# [PROMPT]
Reproduce each line of the data exactly as it is.
_ _ _ _
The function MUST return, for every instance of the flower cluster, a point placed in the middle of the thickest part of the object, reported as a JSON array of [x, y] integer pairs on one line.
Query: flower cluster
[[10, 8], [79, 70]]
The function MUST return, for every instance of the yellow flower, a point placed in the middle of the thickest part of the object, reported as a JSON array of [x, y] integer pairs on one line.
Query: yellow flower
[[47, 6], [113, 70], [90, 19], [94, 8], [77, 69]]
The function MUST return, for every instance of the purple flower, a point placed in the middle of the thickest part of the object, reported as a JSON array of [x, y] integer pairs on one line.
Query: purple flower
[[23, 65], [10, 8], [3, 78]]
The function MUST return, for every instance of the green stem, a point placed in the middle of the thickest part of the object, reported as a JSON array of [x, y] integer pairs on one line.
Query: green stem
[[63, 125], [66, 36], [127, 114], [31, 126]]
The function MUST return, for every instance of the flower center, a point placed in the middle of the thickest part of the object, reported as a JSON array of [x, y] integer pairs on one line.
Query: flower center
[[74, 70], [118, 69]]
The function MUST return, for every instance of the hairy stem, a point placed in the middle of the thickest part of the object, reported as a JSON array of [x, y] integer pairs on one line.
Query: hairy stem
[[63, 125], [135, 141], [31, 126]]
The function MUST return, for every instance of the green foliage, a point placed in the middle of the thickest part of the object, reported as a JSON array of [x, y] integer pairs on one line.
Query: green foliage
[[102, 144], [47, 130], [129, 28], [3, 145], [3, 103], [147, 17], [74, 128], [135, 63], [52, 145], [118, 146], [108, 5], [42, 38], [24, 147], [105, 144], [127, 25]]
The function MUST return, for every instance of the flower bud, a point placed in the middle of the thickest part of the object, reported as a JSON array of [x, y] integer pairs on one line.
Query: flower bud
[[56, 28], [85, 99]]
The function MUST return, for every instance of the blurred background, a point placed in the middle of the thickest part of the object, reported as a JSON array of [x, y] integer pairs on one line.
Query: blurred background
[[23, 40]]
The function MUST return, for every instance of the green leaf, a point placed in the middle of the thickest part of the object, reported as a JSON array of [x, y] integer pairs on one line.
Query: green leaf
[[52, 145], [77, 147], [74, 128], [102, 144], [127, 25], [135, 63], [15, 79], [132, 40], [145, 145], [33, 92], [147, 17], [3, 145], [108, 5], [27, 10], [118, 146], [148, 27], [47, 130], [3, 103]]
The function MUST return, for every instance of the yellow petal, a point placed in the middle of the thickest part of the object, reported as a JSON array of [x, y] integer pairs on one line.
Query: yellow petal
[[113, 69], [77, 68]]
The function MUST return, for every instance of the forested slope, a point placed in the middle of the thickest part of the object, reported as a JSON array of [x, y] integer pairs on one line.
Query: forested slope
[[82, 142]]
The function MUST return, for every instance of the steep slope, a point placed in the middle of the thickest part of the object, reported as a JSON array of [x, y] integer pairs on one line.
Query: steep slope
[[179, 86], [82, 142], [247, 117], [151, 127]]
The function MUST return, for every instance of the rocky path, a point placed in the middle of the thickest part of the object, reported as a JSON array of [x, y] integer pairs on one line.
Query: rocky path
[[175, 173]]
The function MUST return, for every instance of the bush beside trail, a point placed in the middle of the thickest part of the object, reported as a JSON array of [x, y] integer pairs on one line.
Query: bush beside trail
_ _ _ _
# [ANSWER BOX]
The function MUST return, for every instance of the flower cluster, a point placed in the middle of the thickest part of the object, reported as a JSON array of [x, y] integer pairs on one line.
Query: flower cluster
[[10, 8], [79, 70]]
The function MUST return, for every instance of the yellow flower, a point placed in the middle of the thickest part of the object, reported as a JSON array of [x, y] integer pairs on one line.
Query: yellow flower
[[47, 6], [113, 70], [90, 19], [94, 8], [77, 69]]
The function MUST return, for every instance of the purple flower, a point placed in the middle of the thickest part of the object, reported as a JSON array of [x, y] integer pairs on one line.
Query: purple flower
[[23, 65], [10, 8], [3, 78]]
The function MUST return, for every instance of the green stem, a point placed in the middle of the thickest part of the object, reported as a JSON array of [x, y] integer pairs on one line.
Query: green stem
[[63, 125], [66, 36], [127, 114], [31, 126]]
The function MUST return, for every instance of the flower center, a point placed in the middle of the thickest part of the object, reported as a JSON array of [x, y] integer pairs on one line.
Query: flower center
[[74, 70], [118, 69]]
The function MUST return, for every instance of the hairy stem, a point placed in the middle of the thickest part of the object, reported as a JSON array of [x, y] integer pairs on one line.
Query: hairy stem
[[63, 125], [135, 141], [31, 126]]
The function MUST return, for every instance of the green foliage, a point placed in the middle of the thickest part of the object, reported as a JSON array of [x, y] integer pairs on one line.
Query: green foliage
[[102, 144], [47, 130], [129, 28], [3, 145], [3, 103], [147, 17], [74, 128], [135, 63], [52, 145], [118, 146], [108, 5], [42, 38], [24, 147], [105, 144], [127, 25]]
The function MUST return, for every instance of the flower bud, a point placed in the middle of the thickest part of the object, reported as a JSON array of [x, y] integer pairs on one line.
Query: flower bud
[[56, 28], [85, 99]]
The function MUST return, for every instance of the blurred background, a point placed in the middle of the thickest part of the object, reported as a JSON array of [x, y] integer pairs on one line.
Query: blurred background
[[23, 40]]
The function MUST return, for every instance of the green leaf, a point placed in the middle of the thickest part of the object, reported as a JSON array of [x, y] integer pairs on one line.
Query: green leaf
[[52, 145], [77, 147], [74, 128], [102, 144], [127, 25], [135, 63], [15, 79], [132, 40], [145, 145], [33, 92], [147, 17], [3, 145], [108, 5], [27, 10], [118, 146], [148, 27], [47, 130], [3, 103]]
The function MUST return, for every instance of the yellow petal, a point placed in the middle of the thickest part of the object, reported as a JSON array of [x, y] integer pairs on one line.
Query: yellow petal
[[113, 69], [77, 68]]
The function MUST return, for every instance of the forested slope, a point placed in the middle of the thickest part of the object, reported as a JSON array of [x, y] integer pairs on one line.
Query: forested slope
[[82, 142]]
The function MUST return, for every instance of the steep slope, a point placed in the middle of the thickest part of the object, reported as a JSON array of [x, y] integer pairs on one line.
Query: steep slope
[[179, 86], [82, 142], [247, 117], [151, 127]]
The function MUST return, for every instance of the rocky path, a point placed in the middle of the thickest part of the object, reported as a JSON array of [x, y] integer pairs on one line.
Query: rocky path
[[175, 173]]
The function MUST return, for every instance of the bush beside trail, a point placed in the middle of the thickest part of the object, reported as a JSON array of [x, y] integer pairs on one line.
Query: bush beside trail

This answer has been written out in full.